Arrange all of the material below as a Markdown table with two columns, n for the row number and Line for the text of each line. Leave out blank lines.

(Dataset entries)
%%

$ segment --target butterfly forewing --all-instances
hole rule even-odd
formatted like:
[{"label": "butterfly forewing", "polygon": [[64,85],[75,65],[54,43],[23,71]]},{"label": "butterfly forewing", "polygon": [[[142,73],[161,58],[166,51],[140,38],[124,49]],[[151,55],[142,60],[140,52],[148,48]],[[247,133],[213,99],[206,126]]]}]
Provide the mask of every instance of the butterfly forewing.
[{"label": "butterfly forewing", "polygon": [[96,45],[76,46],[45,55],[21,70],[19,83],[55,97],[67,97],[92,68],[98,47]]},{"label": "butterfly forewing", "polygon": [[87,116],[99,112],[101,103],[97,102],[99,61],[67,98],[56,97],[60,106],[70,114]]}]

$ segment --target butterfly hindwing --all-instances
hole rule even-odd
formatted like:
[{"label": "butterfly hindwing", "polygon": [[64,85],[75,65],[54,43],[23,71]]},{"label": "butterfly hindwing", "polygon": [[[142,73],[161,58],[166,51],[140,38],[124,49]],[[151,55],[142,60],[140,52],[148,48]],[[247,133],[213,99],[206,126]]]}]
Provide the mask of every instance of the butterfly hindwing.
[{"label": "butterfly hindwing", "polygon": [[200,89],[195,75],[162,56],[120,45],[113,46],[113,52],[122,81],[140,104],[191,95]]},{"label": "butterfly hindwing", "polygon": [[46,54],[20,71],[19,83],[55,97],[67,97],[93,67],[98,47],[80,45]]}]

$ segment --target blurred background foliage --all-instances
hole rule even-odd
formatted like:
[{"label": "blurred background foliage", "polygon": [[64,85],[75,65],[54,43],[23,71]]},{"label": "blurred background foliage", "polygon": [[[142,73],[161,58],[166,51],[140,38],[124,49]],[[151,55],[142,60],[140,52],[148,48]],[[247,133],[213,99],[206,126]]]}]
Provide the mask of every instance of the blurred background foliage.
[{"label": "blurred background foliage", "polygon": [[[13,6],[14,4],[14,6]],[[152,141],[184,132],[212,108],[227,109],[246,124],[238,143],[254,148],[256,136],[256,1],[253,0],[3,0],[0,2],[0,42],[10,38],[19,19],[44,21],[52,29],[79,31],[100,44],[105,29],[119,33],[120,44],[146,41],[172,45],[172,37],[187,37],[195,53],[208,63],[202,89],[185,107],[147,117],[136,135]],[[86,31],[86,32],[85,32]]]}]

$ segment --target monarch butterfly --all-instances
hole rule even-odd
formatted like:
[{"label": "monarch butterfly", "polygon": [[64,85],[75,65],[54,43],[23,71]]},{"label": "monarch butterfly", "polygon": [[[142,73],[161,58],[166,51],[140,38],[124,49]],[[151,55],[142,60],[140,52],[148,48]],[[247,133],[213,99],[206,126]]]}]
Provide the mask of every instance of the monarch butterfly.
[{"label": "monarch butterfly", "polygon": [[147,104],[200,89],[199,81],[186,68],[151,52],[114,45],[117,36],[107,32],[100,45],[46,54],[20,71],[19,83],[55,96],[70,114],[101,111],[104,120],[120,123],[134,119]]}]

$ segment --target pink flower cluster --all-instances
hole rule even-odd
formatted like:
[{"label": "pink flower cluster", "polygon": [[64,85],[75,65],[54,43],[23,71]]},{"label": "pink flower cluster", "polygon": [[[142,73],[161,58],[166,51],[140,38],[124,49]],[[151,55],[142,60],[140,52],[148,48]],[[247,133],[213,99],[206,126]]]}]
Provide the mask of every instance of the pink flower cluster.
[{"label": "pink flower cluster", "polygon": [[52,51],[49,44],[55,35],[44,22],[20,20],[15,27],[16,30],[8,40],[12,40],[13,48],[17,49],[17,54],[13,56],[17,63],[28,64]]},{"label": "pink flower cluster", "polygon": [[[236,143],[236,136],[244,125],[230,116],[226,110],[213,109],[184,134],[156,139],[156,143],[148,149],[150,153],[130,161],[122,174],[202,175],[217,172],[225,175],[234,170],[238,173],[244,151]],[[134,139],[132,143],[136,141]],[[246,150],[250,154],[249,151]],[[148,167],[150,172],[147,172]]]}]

%%

__WRITTEN RESPONSE__.
| n | Line |
|---|---|
| 1 | $ segment --target butterfly forewing --all-instances |
| 2 | hole rule even-odd |
| 3 | formatted like: |
| 4 | [{"label": "butterfly forewing", "polygon": [[64,85],[75,65],[54,43],[23,71]]},{"label": "butterfly forewing", "polygon": [[[142,73],[161,58],[166,51],[140,38],[124,49]],[[151,55],[142,60],[140,52],[148,48]],[[247,133],[213,99],[206,126]]]}] |
| 5 | Provide the mask of every instance of the butterfly forewing. |
| 6 | [{"label": "butterfly forewing", "polygon": [[96,45],[76,46],[45,55],[21,70],[19,83],[55,97],[67,97],[92,68],[98,47]]},{"label": "butterfly forewing", "polygon": [[87,116],[99,112],[101,103],[97,102],[99,61],[67,98],[56,97],[60,106],[70,114]]}] |
| 7 | $ segment --target butterfly hindwing --all-instances |
| 8 | hole rule even-odd |
| 9 | formatted like: |
| 10 | [{"label": "butterfly hindwing", "polygon": [[64,85],[75,65],[54,43],[23,71]]},{"label": "butterfly hindwing", "polygon": [[[142,73],[161,58],[166,51],[140,38],[124,49]],[[151,55],[142,60],[140,52],[148,48]],[[247,133],[213,99],[206,126]]]}] |
| 11 | Provide the mask of every instance of the butterfly hindwing. |
| 12 | [{"label": "butterfly hindwing", "polygon": [[200,89],[195,75],[162,56],[120,45],[113,46],[113,52],[122,81],[140,104],[191,95]]},{"label": "butterfly hindwing", "polygon": [[46,54],[20,71],[19,83],[55,97],[67,97],[93,67],[98,47],[80,45]]}] |
| 13 | $ segment --target blurred background foliage --all-instances |
| 14 | hole rule even-odd |
| 15 | formatted like: |
| 16 | [{"label": "blurred background foliage", "polygon": [[64,85],[75,65],[54,43],[23,71]]},{"label": "blurred background foliage", "polygon": [[[142,73],[161,58],[166,51],[140,38],[124,49]],[[151,55],[142,60],[140,52],[148,48]],[[247,133],[213,99],[206,126]]]}] |
| 17 | Provide the mask of every instance of the blurred background foliage. |
| 18 | [{"label": "blurred background foliage", "polygon": [[[13,6],[14,4],[14,6]],[[152,141],[184,132],[212,108],[227,109],[246,124],[238,143],[254,148],[256,136],[256,1],[253,0],[3,0],[0,2],[0,42],[10,38],[19,19],[44,21],[52,29],[79,31],[100,44],[105,29],[119,33],[120,44],[146,41],[172,45],[172,37],[187,37],[195,53],[208,63],[202,89],[185,107],[147,117],[136,135]],[[86,31],[86,32],[85,32]]]}] |
| 19 | $ segment --target monarch butterfly --all-instances |
| 20 | hole rule even-odd |
| 21 | formatted like: |
| 22 | [{"label": "monarch butterfly", "polygon": [[64,85],[75,65],[54,43],[23,71]]},{"label": "monarch butterfly", "polygon": [[[142,73],[161,58],[166,51],[140,38],[124,49]],[[151,55],[142,60],[140,52],[148,48]],[[247,133],[213,99],[206,126]]]}] |
| 23 | Provide the mask of every instance of the monarch butterfly. |
| 24 | [{"label": "monarch butterfly", "polygon": [[147,104],[200,89],[199,81],[186,68],[151,52],[114,45],[117,36],[107,32],[100,45],[46,54],[20,71],[19,83],[55,96],[70,114],[101,111],[104,120],[120,123],[134,119]]}] |
| 25 | $ segment --target pink flower cluster --all-instances |
| 26 | hole rule even-odd |
| 27 | formatted like: |
| 28 | [{"label": "pink flower cluster", "polygon": [[64,85],[75,65],[54,43],[23,71]]},{"label": "pink flower cluster", "polygon": [[[142,73],[161,58],[166,51],[140,38],[124,49]],[[151,55],[142,60],[140,52],[148,48]],[[247,133],[213,99],[206,126]]]}] |
| 29 | Provide the mask of every instance of the pink flower cluster. |
| 30 | [{"label": "pink flower cluster", "polygon": [[52,51],[49,44],[55,35],[44,22],[20,20],[15,27],[16,30],[8,40],[12,40],[13,48],[17,49],[17,54],[13,56],[17,63],[28,64]]},{"label": "pink flower cluster", "polygon": [[[236,143],[236,136],[244,125],[230,116],[226,110],[213,109],[184,134],[156,139],[156,143],[148,149],[150,153],[130,161],[122,174],[202,175],[217,172],[225,175],[234,170],[238,173],[244,151]],[[134,139],[132,143],[136,141]],[[246,150],[250,154],[249,151]],[[148,167],[150,172],[147,172]]]}] |